→ **DATA EXTRACT**
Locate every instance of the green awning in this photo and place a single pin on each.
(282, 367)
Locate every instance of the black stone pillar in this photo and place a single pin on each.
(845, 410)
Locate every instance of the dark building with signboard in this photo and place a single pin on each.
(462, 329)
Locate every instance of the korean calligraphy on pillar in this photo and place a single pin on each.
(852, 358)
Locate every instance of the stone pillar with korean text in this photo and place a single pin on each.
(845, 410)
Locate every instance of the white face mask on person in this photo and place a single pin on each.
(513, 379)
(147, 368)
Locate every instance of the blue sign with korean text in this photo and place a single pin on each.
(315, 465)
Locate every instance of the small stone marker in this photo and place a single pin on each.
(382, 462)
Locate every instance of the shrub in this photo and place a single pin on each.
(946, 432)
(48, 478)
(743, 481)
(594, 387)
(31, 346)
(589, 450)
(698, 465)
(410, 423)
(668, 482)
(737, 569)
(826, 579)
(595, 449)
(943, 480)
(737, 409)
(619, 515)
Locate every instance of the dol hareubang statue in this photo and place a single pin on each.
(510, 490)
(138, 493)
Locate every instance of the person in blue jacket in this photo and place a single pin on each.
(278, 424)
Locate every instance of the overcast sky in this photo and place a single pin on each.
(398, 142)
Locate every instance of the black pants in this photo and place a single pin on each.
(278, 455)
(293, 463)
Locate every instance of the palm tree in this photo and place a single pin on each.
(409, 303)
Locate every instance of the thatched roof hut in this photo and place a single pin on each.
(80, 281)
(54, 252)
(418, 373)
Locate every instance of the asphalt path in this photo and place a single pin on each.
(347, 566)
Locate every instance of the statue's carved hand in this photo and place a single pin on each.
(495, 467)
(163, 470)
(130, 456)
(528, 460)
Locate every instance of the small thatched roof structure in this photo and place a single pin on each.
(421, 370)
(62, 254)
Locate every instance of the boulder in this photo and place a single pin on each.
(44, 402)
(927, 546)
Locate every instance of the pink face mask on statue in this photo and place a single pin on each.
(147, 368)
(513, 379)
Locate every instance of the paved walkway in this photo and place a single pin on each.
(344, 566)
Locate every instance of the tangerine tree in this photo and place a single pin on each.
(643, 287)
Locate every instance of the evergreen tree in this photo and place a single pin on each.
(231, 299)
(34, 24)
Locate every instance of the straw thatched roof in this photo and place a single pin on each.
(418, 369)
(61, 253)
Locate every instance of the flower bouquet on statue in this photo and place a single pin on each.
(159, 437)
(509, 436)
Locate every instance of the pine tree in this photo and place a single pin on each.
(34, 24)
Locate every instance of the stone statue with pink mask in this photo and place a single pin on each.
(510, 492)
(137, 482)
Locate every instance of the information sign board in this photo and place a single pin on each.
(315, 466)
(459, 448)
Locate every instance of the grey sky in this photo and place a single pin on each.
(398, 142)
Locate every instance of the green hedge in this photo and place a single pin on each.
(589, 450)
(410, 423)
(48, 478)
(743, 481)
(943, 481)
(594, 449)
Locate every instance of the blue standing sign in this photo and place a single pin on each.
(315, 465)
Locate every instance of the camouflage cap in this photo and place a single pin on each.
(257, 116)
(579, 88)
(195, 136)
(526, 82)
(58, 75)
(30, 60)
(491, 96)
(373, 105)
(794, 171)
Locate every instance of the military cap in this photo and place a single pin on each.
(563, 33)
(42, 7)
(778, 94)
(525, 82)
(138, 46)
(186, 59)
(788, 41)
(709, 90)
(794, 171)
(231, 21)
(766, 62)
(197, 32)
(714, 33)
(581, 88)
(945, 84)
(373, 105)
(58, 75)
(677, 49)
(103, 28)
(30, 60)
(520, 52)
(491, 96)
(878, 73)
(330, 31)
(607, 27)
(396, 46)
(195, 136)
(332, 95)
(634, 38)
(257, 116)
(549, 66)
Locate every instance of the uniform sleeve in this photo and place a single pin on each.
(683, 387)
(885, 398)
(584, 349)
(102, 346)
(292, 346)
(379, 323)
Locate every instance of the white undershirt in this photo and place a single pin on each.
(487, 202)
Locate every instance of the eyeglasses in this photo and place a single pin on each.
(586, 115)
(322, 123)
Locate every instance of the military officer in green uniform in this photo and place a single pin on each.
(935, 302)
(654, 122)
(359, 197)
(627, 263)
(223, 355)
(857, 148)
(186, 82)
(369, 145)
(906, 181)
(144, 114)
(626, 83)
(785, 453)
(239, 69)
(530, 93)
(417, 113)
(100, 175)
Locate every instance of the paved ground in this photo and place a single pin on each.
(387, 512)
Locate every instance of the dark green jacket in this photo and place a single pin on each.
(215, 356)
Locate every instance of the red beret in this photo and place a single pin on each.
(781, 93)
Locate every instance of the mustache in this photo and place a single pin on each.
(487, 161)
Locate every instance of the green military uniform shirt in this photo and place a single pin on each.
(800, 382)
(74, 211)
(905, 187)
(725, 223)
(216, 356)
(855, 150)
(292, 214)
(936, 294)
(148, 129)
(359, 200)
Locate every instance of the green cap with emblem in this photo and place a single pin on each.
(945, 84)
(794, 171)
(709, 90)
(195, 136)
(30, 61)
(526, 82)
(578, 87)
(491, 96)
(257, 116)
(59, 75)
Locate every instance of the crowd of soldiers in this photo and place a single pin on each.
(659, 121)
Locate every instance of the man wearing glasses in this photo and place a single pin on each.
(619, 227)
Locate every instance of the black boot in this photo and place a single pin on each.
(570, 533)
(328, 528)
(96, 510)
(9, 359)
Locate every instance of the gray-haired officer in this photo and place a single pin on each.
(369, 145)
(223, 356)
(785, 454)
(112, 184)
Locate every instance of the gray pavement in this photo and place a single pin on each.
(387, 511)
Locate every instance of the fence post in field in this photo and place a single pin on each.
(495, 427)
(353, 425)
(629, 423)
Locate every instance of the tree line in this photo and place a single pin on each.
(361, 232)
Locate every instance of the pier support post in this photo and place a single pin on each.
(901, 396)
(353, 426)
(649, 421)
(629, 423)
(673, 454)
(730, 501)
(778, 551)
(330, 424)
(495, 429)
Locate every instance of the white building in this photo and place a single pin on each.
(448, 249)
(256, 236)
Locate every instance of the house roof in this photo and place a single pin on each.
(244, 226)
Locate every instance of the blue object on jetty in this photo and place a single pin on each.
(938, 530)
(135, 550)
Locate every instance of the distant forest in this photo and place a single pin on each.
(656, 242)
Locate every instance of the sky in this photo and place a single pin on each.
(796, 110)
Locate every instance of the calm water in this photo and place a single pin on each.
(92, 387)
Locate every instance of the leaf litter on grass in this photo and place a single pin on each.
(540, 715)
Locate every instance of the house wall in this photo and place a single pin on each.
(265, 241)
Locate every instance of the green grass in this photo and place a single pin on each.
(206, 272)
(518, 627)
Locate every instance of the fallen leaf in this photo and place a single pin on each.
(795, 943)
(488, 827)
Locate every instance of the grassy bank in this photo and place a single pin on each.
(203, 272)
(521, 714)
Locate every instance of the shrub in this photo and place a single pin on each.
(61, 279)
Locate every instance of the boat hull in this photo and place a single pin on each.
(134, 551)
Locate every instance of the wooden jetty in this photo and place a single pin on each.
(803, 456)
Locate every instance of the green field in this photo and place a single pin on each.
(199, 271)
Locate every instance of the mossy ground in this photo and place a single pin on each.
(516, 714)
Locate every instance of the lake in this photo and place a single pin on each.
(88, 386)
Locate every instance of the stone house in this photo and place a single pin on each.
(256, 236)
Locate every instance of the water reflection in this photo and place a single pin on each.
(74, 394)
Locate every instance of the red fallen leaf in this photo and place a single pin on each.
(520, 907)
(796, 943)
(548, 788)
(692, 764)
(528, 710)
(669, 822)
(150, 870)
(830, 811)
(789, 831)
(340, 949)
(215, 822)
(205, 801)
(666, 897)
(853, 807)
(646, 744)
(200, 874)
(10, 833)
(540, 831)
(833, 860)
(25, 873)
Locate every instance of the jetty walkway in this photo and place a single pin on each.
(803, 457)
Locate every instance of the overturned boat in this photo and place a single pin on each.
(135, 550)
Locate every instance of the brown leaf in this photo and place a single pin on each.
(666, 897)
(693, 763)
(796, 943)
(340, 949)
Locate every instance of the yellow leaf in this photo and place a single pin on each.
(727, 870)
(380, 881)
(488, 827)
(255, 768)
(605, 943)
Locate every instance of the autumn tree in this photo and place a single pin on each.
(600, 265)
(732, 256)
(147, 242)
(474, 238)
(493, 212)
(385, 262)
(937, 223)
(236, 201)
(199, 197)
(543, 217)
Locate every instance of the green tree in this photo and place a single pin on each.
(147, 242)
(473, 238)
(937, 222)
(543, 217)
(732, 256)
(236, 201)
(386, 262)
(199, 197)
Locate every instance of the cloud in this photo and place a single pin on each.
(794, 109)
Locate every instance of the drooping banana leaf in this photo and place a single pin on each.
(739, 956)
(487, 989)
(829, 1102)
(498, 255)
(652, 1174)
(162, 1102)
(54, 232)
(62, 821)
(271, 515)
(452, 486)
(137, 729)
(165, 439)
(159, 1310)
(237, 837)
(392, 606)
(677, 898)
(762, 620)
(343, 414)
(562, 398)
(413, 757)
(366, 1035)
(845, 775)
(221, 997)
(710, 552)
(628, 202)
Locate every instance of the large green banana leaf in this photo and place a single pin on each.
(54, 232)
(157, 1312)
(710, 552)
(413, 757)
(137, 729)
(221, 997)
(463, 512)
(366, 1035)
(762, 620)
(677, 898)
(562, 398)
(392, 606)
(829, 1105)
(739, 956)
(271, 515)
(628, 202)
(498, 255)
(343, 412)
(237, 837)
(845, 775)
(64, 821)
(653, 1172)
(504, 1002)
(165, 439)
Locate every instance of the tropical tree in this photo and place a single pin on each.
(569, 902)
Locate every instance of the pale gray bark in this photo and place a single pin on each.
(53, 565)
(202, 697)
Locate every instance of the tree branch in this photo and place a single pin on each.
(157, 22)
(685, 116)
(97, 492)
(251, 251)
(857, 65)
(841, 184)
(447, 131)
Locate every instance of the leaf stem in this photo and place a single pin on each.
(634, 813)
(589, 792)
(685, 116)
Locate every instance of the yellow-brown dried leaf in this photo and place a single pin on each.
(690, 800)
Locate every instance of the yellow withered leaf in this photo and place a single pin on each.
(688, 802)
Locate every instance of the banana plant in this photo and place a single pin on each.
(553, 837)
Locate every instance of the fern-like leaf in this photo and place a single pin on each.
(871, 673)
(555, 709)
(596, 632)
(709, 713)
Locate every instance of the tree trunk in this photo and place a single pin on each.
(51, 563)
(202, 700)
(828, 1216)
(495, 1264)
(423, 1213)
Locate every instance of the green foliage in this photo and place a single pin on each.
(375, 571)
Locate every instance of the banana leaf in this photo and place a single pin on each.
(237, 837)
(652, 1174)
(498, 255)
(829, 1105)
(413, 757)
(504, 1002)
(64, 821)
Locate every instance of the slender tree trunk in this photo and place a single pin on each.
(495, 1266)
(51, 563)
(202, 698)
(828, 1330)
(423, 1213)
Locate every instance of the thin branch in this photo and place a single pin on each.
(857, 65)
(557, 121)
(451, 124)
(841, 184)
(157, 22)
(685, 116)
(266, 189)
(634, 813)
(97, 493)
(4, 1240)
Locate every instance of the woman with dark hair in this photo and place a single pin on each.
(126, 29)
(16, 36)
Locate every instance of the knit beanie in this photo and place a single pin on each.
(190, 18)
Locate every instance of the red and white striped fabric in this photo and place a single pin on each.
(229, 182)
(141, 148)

→ **WHAT IS REQUIRED**
Quote, word for word, every line starting at the one that contains "Locate every instance of the leaf stem" and ending with the final line of the entries.

→ **THE COMPLETED TASK**
Locate every instance of the leaf stem in this photo and place a single pin on each.
(634, 813)
(589, 792)
(685, 116)
Locate every instance of the yellow-brown dried leaf in this photo and place a single pin on each.
(690, 800)
Locate every instance of the yellow withered leaf in this photo and place a single pin on each.
(688, 802)
Locate every instance of the banana plant in this photo and place a single pin on each.
(553, 837)
Locate every instance of the fern-like leaf in this photo and place a single pin on each.
(871, 673)
(555, 709)
(596, 632)
(709, 713)
Locate every instance of the tree trunk in this photo and place a single pin on each.
(51, 563)
(202, 700)
(828, 1216)
(495, 1264)
(423, 1213)
Locate every instance of the green foliage in this photo and place a single pin on each.
(375, 571)
Locate every instance of the banana leaf in this photo and place a single pin on each.
(237, 837)
(652, 1174)
(498, 255)
(829, 1105)
(413, 757)
(504, 1002)
(64, 821)
Locate every instance of the slender tree trunk in this photo and place a single pin on each.
(495, 1266)
(51, 563)
(202, 698)
(828, 1330)
(423, 1213)
Locate every instance of the thin branch in this photo and place a single pin on each.
(857, 65)
(557, 121)
(451, 124)
(841, 184)
(157, 22)
(685, 116)
(266, 189)
(634, 813)
(97, 493)
(4, 1240)
Locate every instance of the woman with dark hair in this photo and place a single pin on each.
(126, 29)
(16, 36)
Locate every instance of the knit beanie in this photo and place a single pin on each.
(190, 18)
Locate every instance of the red and white striped fabric in this photo and place a single pin on each.
(229, 182)
(141, 148)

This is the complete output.